• **TASK**:
Repeat exactly the lines that run from the one containing "Could you point out the shoreline" to the end of the data, and leave out all others.

---------- TASK INPUT ----------

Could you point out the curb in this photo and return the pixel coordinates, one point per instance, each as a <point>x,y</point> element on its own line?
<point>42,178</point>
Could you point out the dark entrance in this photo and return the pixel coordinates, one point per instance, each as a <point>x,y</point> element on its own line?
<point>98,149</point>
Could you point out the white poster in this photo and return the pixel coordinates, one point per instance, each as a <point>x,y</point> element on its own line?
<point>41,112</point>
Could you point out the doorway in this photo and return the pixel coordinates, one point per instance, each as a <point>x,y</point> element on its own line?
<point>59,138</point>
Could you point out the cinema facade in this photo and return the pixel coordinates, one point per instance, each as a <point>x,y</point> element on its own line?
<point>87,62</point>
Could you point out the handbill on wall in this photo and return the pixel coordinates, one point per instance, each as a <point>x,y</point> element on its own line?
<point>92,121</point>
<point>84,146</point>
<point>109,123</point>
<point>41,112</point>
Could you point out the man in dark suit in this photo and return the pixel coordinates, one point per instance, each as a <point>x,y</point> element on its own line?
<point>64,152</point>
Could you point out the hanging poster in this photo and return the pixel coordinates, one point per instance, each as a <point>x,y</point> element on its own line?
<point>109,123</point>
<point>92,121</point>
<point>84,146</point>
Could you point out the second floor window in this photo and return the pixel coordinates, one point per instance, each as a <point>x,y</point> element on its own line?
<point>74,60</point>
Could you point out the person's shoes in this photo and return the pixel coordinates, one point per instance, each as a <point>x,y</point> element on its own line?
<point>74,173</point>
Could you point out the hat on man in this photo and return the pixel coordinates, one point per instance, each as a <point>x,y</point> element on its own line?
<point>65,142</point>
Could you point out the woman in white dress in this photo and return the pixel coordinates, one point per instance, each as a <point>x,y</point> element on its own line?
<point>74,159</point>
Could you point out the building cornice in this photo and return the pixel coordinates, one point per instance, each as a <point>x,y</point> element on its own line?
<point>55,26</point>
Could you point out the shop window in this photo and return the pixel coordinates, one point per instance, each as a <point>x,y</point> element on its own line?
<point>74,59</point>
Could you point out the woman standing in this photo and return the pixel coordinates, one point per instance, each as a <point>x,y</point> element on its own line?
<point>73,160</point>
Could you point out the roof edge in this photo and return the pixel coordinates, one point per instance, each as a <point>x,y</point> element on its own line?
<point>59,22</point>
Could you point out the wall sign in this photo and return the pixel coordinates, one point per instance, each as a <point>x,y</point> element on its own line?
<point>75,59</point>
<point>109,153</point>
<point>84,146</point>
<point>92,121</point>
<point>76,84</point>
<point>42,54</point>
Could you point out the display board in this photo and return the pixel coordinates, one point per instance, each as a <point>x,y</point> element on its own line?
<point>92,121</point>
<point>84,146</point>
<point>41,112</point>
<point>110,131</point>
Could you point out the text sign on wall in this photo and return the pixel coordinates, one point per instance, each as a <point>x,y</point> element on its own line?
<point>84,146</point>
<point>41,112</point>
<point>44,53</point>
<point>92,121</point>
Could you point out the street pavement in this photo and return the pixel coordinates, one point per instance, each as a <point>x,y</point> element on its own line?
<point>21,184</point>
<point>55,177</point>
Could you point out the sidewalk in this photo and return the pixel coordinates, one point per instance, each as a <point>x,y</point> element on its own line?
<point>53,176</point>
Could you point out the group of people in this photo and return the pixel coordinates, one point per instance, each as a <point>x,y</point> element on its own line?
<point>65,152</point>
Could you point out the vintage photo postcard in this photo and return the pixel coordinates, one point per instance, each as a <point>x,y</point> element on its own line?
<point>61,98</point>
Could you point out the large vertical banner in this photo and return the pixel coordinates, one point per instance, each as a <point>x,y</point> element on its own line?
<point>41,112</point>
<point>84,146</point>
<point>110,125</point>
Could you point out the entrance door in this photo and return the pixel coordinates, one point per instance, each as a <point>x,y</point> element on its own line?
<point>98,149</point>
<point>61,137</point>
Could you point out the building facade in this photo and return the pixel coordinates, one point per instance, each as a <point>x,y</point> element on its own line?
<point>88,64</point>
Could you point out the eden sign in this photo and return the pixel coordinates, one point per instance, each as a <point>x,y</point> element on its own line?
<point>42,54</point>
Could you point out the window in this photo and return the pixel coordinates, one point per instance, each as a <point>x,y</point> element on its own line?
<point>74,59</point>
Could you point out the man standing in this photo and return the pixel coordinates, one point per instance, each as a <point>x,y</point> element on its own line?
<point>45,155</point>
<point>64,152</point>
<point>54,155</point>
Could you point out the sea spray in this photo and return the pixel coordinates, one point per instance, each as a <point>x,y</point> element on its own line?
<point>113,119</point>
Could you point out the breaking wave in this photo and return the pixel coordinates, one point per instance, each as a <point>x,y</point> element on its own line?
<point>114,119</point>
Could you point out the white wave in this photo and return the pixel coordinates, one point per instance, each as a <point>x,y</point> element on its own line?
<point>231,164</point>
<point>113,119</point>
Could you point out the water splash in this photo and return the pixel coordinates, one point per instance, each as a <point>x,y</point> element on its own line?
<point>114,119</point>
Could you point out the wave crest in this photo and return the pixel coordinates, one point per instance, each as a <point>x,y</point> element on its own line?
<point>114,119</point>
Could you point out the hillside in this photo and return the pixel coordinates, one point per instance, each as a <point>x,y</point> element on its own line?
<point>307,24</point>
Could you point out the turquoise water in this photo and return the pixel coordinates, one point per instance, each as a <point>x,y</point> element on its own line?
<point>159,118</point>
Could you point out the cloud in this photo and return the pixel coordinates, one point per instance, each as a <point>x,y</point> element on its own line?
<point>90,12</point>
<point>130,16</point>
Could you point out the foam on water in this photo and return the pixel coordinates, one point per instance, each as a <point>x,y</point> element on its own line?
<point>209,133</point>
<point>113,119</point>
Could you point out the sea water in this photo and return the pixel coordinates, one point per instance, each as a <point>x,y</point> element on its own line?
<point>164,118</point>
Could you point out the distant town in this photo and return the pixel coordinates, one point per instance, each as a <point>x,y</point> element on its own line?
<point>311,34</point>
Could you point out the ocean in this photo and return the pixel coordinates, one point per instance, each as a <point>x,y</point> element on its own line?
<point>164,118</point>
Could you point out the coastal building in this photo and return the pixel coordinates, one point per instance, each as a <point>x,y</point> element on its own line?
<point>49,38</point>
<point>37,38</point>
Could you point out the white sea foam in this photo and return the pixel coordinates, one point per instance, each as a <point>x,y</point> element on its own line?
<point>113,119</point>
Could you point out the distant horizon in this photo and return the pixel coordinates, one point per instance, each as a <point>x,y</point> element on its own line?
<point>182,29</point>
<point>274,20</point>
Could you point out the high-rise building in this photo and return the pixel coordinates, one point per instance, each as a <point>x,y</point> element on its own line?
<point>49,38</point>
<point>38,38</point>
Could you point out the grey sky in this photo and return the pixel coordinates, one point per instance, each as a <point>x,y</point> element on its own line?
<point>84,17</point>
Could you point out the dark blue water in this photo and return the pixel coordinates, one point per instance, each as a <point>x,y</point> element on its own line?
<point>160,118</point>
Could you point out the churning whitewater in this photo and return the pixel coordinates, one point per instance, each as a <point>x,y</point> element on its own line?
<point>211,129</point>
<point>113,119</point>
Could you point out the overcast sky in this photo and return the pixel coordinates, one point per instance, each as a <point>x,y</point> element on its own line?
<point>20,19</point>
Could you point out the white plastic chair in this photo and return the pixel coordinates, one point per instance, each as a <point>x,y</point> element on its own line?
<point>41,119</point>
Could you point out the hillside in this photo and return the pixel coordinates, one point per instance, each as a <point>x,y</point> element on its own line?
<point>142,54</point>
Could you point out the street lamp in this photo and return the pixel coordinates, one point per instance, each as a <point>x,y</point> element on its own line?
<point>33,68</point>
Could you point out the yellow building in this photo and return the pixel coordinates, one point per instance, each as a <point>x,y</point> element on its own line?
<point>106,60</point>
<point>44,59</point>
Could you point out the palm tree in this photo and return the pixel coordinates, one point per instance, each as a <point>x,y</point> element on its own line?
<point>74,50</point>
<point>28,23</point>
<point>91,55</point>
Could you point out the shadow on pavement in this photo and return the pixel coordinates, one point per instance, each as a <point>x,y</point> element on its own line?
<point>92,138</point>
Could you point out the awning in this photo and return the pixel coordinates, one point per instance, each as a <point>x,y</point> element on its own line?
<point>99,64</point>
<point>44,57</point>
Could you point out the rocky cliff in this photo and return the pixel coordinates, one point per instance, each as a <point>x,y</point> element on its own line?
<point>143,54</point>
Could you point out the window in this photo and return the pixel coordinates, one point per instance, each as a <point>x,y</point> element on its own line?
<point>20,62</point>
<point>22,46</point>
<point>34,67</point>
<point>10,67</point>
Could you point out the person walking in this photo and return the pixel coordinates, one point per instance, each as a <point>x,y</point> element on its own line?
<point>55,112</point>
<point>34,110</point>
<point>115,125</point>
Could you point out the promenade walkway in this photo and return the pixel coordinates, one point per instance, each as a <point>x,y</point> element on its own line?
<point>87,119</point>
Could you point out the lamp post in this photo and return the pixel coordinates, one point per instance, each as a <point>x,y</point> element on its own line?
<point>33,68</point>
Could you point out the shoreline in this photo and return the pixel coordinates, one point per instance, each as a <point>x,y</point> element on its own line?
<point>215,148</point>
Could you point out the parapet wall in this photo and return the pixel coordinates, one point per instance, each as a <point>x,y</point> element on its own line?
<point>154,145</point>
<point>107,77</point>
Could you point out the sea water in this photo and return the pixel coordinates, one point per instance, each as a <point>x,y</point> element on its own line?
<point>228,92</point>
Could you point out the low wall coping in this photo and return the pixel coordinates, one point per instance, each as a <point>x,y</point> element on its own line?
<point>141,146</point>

----------

• **SOLVED PROBLEM**:
Could you point out the shoreline in this photo and return the pixel coordinates, one point per instance, each as a <point>x,y</point> element on its own line?
<point>215,148</point>
Could you point out the parapet wall in this photo and return the pixel coordinates, one point per instance, each as a <point>x,y</point> element on its own line?
<point>154,145</point>
<point>107,77</point>
Could you point out the sea water in this photo and return the pixel coordinates, one point per instance, each as a <point>x,y</point> element on its own line?
<point>228,92</point>
Could you point out the low wall coping in this photo and return the pixel coordinates, one point per instance, each as a <point>x,y</point> element on its own line?
<point>141,146</point>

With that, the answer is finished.